Excerpt —

The fact that the only formal condition to be fulfilled by delegates to the House of Peoples concerns one ’ s ethnic affiliation shows that the House of Peoples was designed to secure ethnic balance in the legislature. It is a well-established fact that mechanisms of this kind made peace in Bosnia and Herzegovina possible, and it is obvious that even fourteen years later there is still no common and mutual approach towards possible constitutional rearrangements in that State [12] .
My second point of disagreement with the Grand Chamber ’ s decision on admissibility is related to the legal nature of the House of Peoples. The Grand Chamber ’ s understanding is that it is the second chamber of the Bosnia and Herzegovina Parliamentary Assembly, a point on which I disagree.
Generally speaking, an upper house is usually distinct from the lower house in one (or more) of the following respects: it has less power than the lower house, including that of expressing a reservation on certain decisions of the lower house; it has limited powers, such as those concerning certain constitutional amendments that may require its approval; it is an advisory or “revising” chamber, so that its powers of direct action are often reduced in some way; it represents administrative or federal units; if elected, its members often sit for longer terms than those of the lower house (if composed of peers or nobles, members hold their seats for life) and if elected, they are elected in sections for staggered terms, rather than all at once.

Dataset —
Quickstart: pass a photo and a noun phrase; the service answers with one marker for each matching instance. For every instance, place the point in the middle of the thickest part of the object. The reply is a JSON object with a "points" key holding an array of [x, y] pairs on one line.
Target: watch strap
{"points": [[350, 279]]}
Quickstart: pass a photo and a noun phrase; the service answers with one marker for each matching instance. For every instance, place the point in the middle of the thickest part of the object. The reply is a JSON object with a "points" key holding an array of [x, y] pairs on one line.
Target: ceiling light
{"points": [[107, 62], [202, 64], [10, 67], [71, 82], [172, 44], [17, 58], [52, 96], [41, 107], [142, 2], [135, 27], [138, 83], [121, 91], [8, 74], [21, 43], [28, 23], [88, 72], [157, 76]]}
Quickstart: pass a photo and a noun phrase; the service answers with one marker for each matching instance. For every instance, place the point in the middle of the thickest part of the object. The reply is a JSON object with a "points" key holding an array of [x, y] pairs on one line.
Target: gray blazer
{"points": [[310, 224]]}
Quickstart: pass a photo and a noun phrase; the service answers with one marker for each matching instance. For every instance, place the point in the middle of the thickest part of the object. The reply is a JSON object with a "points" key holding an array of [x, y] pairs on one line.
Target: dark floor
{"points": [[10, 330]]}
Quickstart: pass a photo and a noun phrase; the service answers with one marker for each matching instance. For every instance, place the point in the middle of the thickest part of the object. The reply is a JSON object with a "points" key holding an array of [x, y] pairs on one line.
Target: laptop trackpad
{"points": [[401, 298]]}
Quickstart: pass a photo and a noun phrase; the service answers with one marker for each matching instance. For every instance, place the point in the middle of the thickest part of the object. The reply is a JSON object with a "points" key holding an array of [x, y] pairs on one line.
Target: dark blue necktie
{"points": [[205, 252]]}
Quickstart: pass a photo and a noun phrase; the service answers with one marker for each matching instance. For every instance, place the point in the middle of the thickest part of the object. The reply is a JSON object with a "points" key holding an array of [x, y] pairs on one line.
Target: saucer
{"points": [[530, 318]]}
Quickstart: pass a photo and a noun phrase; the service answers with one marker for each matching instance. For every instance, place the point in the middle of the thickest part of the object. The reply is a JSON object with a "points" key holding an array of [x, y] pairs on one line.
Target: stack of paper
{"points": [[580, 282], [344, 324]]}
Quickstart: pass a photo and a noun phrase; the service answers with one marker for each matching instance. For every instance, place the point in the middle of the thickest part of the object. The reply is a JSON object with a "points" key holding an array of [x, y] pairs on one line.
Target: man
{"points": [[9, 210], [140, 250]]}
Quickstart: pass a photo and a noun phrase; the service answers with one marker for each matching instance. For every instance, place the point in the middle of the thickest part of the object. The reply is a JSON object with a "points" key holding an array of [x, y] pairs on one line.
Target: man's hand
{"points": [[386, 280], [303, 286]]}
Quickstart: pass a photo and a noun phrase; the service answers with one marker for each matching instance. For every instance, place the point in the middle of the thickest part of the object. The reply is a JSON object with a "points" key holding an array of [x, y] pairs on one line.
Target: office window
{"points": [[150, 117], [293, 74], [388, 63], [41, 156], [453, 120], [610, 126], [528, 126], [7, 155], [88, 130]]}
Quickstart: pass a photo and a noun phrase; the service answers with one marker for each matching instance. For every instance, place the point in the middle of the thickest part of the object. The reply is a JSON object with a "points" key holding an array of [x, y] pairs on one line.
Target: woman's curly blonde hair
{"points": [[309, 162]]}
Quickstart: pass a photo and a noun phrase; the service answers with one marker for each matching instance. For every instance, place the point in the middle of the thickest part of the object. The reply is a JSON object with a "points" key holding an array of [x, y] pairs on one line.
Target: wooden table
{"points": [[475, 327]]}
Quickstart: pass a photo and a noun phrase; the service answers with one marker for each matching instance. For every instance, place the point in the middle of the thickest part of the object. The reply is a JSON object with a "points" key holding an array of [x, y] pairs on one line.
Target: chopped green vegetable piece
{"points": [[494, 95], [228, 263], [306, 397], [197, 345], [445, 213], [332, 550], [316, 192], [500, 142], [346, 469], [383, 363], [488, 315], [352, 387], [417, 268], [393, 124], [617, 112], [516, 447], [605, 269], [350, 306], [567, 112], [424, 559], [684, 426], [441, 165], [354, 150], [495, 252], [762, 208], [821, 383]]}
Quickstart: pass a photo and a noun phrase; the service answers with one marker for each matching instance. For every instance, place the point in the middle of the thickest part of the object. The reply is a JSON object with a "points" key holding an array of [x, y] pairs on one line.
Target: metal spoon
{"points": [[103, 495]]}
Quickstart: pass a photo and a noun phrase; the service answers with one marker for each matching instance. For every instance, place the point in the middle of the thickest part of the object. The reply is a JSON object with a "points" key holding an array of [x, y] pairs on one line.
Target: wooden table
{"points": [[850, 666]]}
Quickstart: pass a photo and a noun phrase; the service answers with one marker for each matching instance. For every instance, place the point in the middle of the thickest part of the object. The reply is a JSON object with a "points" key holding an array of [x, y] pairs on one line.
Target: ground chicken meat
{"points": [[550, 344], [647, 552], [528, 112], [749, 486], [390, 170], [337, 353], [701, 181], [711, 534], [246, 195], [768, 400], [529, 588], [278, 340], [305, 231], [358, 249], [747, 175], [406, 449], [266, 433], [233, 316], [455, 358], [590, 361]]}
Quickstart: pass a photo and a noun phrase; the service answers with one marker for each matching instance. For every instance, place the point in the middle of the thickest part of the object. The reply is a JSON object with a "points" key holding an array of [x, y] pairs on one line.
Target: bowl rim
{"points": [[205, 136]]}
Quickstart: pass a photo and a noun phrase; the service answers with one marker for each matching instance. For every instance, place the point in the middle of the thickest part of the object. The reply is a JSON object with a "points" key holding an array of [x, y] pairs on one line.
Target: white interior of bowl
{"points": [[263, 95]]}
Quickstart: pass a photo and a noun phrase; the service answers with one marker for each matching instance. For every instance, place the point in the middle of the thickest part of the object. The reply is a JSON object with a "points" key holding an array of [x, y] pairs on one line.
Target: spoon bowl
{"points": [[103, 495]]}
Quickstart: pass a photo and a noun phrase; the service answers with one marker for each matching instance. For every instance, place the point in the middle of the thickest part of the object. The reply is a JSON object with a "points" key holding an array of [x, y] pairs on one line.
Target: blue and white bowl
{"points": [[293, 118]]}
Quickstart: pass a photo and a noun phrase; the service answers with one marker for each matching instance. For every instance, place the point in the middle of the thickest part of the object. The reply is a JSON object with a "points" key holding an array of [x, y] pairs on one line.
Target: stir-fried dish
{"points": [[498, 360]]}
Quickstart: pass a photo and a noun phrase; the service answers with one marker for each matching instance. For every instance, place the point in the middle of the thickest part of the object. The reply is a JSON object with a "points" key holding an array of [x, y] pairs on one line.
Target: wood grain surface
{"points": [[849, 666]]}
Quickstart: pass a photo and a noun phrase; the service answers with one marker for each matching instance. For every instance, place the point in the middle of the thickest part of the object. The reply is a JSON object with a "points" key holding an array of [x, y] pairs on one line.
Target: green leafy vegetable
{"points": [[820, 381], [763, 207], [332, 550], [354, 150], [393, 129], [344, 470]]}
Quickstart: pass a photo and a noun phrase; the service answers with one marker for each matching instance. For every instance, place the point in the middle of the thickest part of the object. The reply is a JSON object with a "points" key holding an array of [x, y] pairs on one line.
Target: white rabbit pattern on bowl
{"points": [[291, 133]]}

Written problem 1 — Sum up the excerpt on the House of Peoples in two sentences.
Written problem 2 — Write the next part of the excerpt on the House of Peoples, picking up right after its final sentence.
The items above play no part in this work.

Exercise answer 1 — Because ethnic affiliation is the only formal condition for delegates to the House of Peoples, the writer concludes it was designed to secure ethnic balance in the legislature, and notes that such mechanisms made peace in Bosnia and Herzegovina possible. The writer disagrees with the Grand Chamber's view that it is the second chamber of the Parliamentary Assembly, and lists the ways an upper house usually differs from a lower house, such as having less or limited power, serving as a revising chamber, representing administrative or federal units, and giving its members longer or staggered terms.

Exercise answer 2 —
As regards their institutional structure, there is a great variety in the way the members of an upper chamber are assembled. They can be elected directly or indirectly, appointed, selected through hereditary means, or a certain mixture of all these systems can be applied. As noted above, the German Bund e srat is quite unique in that its members are members of the cabinets of the German Länder who are merely delegated and can be recalled at any time, as is the British House of Lords, where the seats are partly hereditary.
As shown above, the upper chamber is, as a rule, designed to represent administrative or federal units, which is not the case in Bosnia and Herzegovina, since the House of Peoples represents not only the entities of Bosnia and Herzegovina, but also ethnicities (that is, constituent peoples). Both chambers of the Parliamentary Assembly are equal and they form two parts, which cannot function independently. Each and every draft text has to be discussed and adopted by both houses, while the special role of the House of Peoples is to protect “vital national interests”.
With regard to the applicability of Article 3 of Protocol No. 1, the Grand Chamber found the extent of the legislative powers enjoyed by the House of Peoples to be decisive [13] while, in my opinion, it is quite the opposite. Specifically, both houses have the same powers [14] , since all legislation “shall require the approval of both chambers” [15] . This in fact confirms that they have equal standing, although ethnic representation in the House of Peoples is of some relevance only when it comes to the vital interests of the constituent peoples: “[a] proposed decision of the Parliamentary Assembly may be declared to be destructive of a vital interest of the Bosniac, Croat, or Serb people by a majority of, as appropriate, the Bosniac, Croat, or Serb d elegates selected in accordance with paragraph l (a) ... Such a proposed decision shall require for approval in the House of Peoples a majority of the Bosniac, of the Croat, and of the Serb d elegates present and voting” [16] .
Constitutional provisions related to those powers that are not divided between the House of Representatives and the House of Peoples (see footnote 2 on this page) illustrate that the Parliamentary Assembly of Bosnia and Herzegovina has a unique structure that does not allow any categorisation according to commonly accepted academic models. Additionally, Article X of the Constitution provides that the Constitution “may be amended by a decision of the Parliamentary Assembly”, which is to be interpreted as stating that both houses are to decide on any such question.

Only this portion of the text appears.